Source extract —
Distributed Task Scheduler for ~1M Daily Tasks

Introduction

This article is about how I upgraded my previous cron scheduler service that I built in Go for scaling it to around 1 million daily scheduled jobs. This lays out the overall system design, approach and considerations I took in building this system.

The Problem

I had created a cron scheduler service which uses robfig/cron package to schedule cron jobs on the machine. This is good for limited number of jobs, but when the job numbers are increased to thousands and even millions, this system will not work.

As for scheduling the crons, the package uses goroutines and for this huge amount of jobs, it can easily overwhelm the hardware resource. Now there can be a solution to run multiple scheduler instances and divide the overall crons on these instances. But this brings another issue. When crons are scheduled on multiple machines, what if an instance suddenly crashes? The jobs scheduled on that machine will be lost!. We will then have to build some tracking mechanism to track each cron respective to the machine, which will bring further complexities. So have the job’s state on a server instance would not work.

Stated exercise — Resume the article on scaling the cron scheduler to about a million daily jobs, picking up right after its last sentence.

Raw records —
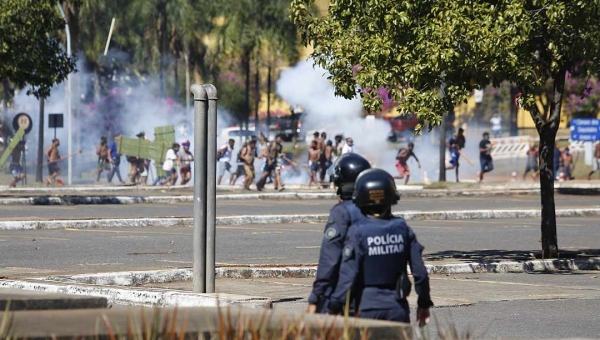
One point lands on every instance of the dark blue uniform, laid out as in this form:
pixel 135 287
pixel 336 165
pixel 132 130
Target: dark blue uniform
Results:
pixel 375 255
pixel 341 217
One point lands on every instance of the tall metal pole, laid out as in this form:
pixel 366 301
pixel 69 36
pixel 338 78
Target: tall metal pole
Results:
pixel 69 113
pixel 211 187
pixel 39 168
pixel 199 206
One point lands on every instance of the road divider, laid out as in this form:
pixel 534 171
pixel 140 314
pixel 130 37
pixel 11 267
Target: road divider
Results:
pixel 134 288
pixel 148 297
pixel 108 199
pixel 141 278
pixel 283 219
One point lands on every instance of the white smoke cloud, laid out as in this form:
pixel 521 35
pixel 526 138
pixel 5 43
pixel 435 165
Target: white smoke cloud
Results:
pixel 307 85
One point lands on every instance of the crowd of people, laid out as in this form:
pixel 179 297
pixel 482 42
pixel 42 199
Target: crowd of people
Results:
pixel 260 161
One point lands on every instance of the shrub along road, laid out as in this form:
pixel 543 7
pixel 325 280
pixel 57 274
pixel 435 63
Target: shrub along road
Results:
pixel 32 252
pixel 267 207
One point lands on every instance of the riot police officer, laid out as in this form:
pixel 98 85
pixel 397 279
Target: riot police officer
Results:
pixel 341 217
pixel 376 252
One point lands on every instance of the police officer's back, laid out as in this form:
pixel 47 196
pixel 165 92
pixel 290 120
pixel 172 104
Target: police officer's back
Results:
pixel 341 217
pixel 376 254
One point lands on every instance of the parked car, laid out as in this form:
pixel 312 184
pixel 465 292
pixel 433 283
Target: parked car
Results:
pixel 289 127
pixel 235 132
pixel 402 126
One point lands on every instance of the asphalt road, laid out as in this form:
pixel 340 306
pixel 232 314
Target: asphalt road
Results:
pixel 35 252
pixel 488 306
pixel 270 207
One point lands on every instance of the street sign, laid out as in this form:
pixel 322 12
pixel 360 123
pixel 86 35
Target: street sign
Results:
pixel 585 129
pixel 22 120
pixel 55 120
pixel 478 96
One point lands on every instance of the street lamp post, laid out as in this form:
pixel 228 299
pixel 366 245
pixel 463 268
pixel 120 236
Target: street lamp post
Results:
pixel 69 114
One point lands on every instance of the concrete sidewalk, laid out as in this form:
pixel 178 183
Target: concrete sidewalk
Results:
pixel 16 299
pixel 281 219
pixel 193 323
pixel 179 194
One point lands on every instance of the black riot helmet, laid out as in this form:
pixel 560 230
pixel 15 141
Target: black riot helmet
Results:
pixel 346 170
pixel 375 187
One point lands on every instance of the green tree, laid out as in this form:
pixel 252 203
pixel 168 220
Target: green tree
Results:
pixel 255 31
pixel 30 52
pixel 414 48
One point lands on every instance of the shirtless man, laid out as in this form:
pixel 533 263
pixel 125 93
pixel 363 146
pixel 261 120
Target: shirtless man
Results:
pixel 321 141
pixel 402 161
pixel 187 158
pixel 248 154
pixel 326 160
pixel 596 163
pixel 272 163
pixel 567 162
pixel 313 162
pixel 52 157
pixel 16 169
pixel 454 148
pixel 103 159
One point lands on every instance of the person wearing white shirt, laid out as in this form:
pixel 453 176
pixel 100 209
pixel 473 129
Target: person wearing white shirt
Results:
pixel 169 165
pixel 348 147
pixel 496 122
pixel 224 158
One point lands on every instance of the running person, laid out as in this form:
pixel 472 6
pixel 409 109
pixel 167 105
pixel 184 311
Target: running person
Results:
pixel 187 158
pixel 115 159
pixel 485 156
pixel 326 161
pixel 224 159
pixel 53 157
pixel 103 159
pixel 567 163
pixel 453 146
pixel 248 154
pixel 314 154
pixel 402 161
pixel 16 170
pixel 532 163
pixel 272 163
pixel 596 163
pixel 239 171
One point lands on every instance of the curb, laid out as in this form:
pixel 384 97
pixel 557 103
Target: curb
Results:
pixel 148 297
pixel 74 199
pixel 282 219
pixel 136 278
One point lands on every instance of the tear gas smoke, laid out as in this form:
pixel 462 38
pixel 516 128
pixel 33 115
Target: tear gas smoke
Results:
pixel 307 86
pixel 126 109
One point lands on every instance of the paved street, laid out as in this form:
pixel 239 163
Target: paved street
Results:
pixel 90 250
pixel 490 306
pixel 270 207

Task response —
So in this article, we discuss how to make a system that can have million jobs scheduled daily!

The Solution

I have referred multiple system design blogs & videos(Mayil’s Medium, Algomaster, Jordan’s YT) to design a distributed scheduler service, and came up with following points:

A job submission service(UI/API) will create new jobs and store them in a job store.
The job store will persist all of the job related data and the run history of the jobs with their status.
A scheduling service periodically queries the jobs table to get all tasks to run at current time.
These jobs will be then pushed to a distributed queue.
These jobs then will be consumed & processed by workers, which will update their job run status in job run history store.

The idea is that, instead of my approach of scheduling jobs on a machine, we can just poll the jobs table every minute to check all jobs that are required to run at that minute.

This is the big change! Instead of actually scheduling hardware cron jobs, we can just fetch from the job store every minute and process them.

After polling and fetching required jobs from DB, we can just publish them to the queue.

For this, the blogs have suggested using the NoSQL Cassandra DB due to it’s low latency and high read-write throughputs that fits well when we have to periodically poll on the DB.

For queueing jobs, we can use Kafka.

My Approach & Considerations

To keep our infra simple and considering limited resources, we will use:

PostgreSQL DB for storing jobs data and job run history.
Redis for queuing jobs in redis streams, managing distributed locks and storing job in sorted sets.

Since we are using PostgreSQL DB, we should consider the limitations of polling the DB every minute. Polling periodically can put heavy load on the DB and can increase the I/O ops thus affecting our single point of source for other operations.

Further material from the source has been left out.